#### Instruction
Return the lines below without changing anything in them.

#### Recorded data
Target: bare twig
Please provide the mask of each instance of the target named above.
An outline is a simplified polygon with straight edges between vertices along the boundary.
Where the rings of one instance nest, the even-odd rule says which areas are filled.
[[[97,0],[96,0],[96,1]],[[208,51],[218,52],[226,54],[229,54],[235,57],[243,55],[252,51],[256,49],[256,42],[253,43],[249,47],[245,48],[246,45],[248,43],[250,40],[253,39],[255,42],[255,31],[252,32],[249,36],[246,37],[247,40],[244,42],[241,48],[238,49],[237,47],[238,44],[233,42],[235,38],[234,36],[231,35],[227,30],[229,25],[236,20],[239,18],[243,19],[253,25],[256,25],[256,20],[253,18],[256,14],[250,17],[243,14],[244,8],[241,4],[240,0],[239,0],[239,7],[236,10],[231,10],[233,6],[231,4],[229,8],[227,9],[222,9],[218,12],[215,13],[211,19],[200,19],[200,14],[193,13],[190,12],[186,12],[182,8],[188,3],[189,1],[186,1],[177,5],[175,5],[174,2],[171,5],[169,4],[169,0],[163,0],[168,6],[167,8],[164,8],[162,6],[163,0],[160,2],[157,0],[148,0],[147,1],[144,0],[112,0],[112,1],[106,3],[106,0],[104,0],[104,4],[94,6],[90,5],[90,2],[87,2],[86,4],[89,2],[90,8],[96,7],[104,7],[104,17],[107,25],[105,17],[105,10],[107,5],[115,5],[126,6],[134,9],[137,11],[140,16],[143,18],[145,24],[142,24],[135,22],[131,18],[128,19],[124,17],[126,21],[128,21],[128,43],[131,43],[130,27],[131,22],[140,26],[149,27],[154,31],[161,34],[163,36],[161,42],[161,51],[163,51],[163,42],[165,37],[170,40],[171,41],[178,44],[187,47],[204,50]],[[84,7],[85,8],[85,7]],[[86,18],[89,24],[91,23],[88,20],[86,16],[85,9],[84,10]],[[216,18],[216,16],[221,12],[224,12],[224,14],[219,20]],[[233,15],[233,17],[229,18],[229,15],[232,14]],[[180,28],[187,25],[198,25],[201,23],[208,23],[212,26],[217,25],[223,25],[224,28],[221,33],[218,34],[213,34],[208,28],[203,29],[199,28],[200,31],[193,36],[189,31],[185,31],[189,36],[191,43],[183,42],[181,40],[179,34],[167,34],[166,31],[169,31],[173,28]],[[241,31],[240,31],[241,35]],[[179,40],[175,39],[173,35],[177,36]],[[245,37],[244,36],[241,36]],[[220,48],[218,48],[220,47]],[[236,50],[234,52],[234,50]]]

#### Output of the task
Target: bare twig
Please provide the mask of each instance of the target named above.
An outline is a simplified polygon with straight edges between vertices along the boundary.
Where the rings of one instance nest, the even-odd rule says which areas are filled.
[[[97,0],[96,0],[96,1]],[[208,51],[218,52],[226,54],[229,54],[235,57],[243,55],[252,51],[256,49],[256,42],[253,43],[249,47],[245,48],[246,45],[248,43],[250,40],[253,39],[255,42],[255,31],[252,32],[249,36],[246,37],[247,40],[244,42],[241,48],[238,49],[237,47],[238,44],[233,42],[235,38],[234,36],[231,35],[227,30],[229,25],[236,20],[239,18],[243,19],[253,25],[256,25],[256,20],[253,18],[256,14],[250,17],[243,14],[244,8],[241,4],[240,0],[239,0],[239,7],[236,10],[231,10],[233,6],[231,4],[229,8],[227,9],[222,9],[218,12],[215,13],[211,19],[200,19],[200,14],[193,13],[190,12],[186,12],[182,8],[188,3],[189,1],[186,1],[177,5],[175,5],[174,2],[171,5],[169,4],[169,0],[163,0],[168,6],[167,8],[164,8],[162,6],[163,0],[160,2],[157,0],[148,0],[147,1],[144,0],[112,0],[112,1],[106,3],[106,0],[104,0],[104,4],[94,6],[90,5],[90,2],[87,2],[86,4],[89,2],[90,8],[96,7],[104,7],[104,17],[107,25],[105,17],[105,10],[107,5],[115,5],[126,6],[134,9],[137,11],[140,16],[143,18],[145,24],[142,24],[135,22],[131,18],[128,19],[124,17],[126,21],[128,21],[128,43],[131,43],[130,27],[131,22],[140,26],[149,27],[154,31],[161,34],[163,36],[161,42],[161,51],[163,51],[163,42],[165,37],[170,40],[171,41],[178,44],[187,47],[204,50]],[[84,7],[85,8],[85,7]],[[86,18],[89,24],[91,23],[88,20],[86,16],[85,9],[84,10]],[[216,18],[216,16],[221,12],[224,12],[224,14],[219,20]],[[233,15],[233,17],[229,18],[229,15],[232,14]],[[180,28],[187,25],[198,25],[201,23],[208,23],[212,26],[217,25],[223,25],[224,28],[221,33],[218,34],[213,34],[208,28],[203,29],[199,28],[200,31],[193,36],[189,31],[185,31],[189,36],[191,43],[183,42],[181,40],[179,34],[167,34],[166,31],[169,31],[173,28]],[[241,31],[240,31],[241,35]],[[179,40],[175,39],[173,35],[177,36]],[[245,37],[244,36],[241,36]],[[220,48],[218,48],[220,47]],[[236,50],[234,52],[234,50]]]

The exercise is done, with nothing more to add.